Exercise: Your answer must be the records below, printed exactly.

Material for this task:
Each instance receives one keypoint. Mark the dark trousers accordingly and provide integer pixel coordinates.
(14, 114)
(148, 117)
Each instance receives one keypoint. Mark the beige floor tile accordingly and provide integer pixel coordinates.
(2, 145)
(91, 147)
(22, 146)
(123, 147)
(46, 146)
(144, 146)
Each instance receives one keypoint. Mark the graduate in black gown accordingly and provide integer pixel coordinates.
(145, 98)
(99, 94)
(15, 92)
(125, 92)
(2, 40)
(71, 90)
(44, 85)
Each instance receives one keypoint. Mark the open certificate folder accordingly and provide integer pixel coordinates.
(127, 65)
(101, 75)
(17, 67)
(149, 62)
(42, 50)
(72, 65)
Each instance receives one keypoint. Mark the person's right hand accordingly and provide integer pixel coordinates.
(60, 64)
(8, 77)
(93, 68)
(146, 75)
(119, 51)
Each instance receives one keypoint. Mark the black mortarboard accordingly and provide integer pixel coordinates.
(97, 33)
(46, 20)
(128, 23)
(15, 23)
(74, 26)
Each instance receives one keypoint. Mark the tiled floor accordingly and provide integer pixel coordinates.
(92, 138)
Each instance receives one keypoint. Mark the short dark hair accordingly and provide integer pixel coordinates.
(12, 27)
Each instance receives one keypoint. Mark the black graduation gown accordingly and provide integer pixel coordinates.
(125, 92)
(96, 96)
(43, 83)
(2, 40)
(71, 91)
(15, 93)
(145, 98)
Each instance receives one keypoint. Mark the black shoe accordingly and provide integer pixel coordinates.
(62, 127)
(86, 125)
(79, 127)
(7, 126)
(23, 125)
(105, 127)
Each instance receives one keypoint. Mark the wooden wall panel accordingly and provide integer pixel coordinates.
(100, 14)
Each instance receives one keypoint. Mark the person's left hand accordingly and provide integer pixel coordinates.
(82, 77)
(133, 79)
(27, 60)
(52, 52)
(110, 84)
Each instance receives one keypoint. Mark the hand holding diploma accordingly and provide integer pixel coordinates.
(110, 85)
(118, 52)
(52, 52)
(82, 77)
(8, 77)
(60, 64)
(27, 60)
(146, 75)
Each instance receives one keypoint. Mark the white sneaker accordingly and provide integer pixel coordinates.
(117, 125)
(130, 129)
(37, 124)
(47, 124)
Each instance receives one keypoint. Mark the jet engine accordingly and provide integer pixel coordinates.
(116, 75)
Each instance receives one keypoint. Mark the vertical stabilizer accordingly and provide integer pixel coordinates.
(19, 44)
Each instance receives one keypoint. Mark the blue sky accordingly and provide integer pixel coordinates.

Task solution:
Each instance receives one keypoint. Mark the dark trousers accordingly and provide integer pixel coordinates.
(14, 114)
(148, 117)
Each instance receives one keypoint. Mark the beige floor tile accordingly and provide integer pixel coordinates.
(2, 145)
(91, 147)
(22, 146)
(123, 147)
(46, 146)
(144, 146)
Each instance receives one keypoint. Mark the graduate in black gown accordingly and provide integer pixel coordinates.
(145, 98)
(99, 94)
(15, 92)
(125, 92)
(2, 40)
(71, 90)
(44, 85)
Each instance receives one keypoint. Mark the open certificate folder accordingly and provide integer pixel coordinates.
(127, 65)
(101, 75)
(17, 67)
(149, 62)
(42, 50)
(72, 65)
Each instance receives one keypoint. Mark the person's right hand accordingly and provide integer pixel coordinates.
(60, 64)
(8, 77)
(93, 68)
(146, 75)
(119, 51)
Each instance receives one keypoint. Mark the black mortarboard accordingly and provide integer pixel coordinates.
(97, 33)
(46, 20)
(128, 23)
(15, 23)
(74, 26)
Each instance receives one keypoint. Mark the tiled floor accordingly and provide integer pixel coordinates.
(92, 138)
Each instance receives one keypoint. Mark the short dark hair accordingly and provide integer pixel coordinates.
(12, 27)
Each instance receives one keypoint. Mark the black graduation gown accordingly and provide integer pixel coordinates.
(125, 92)
(96, 96)
(43, 83)
(2, 40)
(71, 91)
(15, 93)
(145, 98)
Each instance receives one keypoint. Mark the black shoe accordingly and provide integer pixel coordinates.
(62, 127)
(86, 125)
(79, 127)
(7, 126)
(23, 125)
(105, 127)
Each instance receives one keypoint. Mark the wooden wall panel accordingly and provide integer pixel coordinates.
(100, 14)
Each instance receives one keypoint. Mark the person's left hand accordingly and provide integer pixel coordinates.
(82, 77)
(133, 79)
(27, 60)
(52, 52)
(110, 84)
Each instance receives one keypoint. Mark the hand holding diploma accordingly and provide integer pixel coordinates.
(110, 85)
(118, 52)
(52, 52)
(82, 77)
(8, 77)
(60, 64)
(27, 60)
(146, 75)
Each instance receives one keypoint. Mark the white sneaker accordingly and provide integer pixel coordinates.
(117, 125)
(130, 129)
(37, 124)
(47, 124)
Each instance receives one keypoint. Mark the jet engine accordingly and provide integer pixel coordinates.
(116, 75)
Each instance receives one keypoint. Mark the vertical stabilizer accordingly and provide integer pixel coordinates.
(19, 44)
Each instance receives one keypoint. Mark the blue sky accordingly and provide integer pixel coordinates.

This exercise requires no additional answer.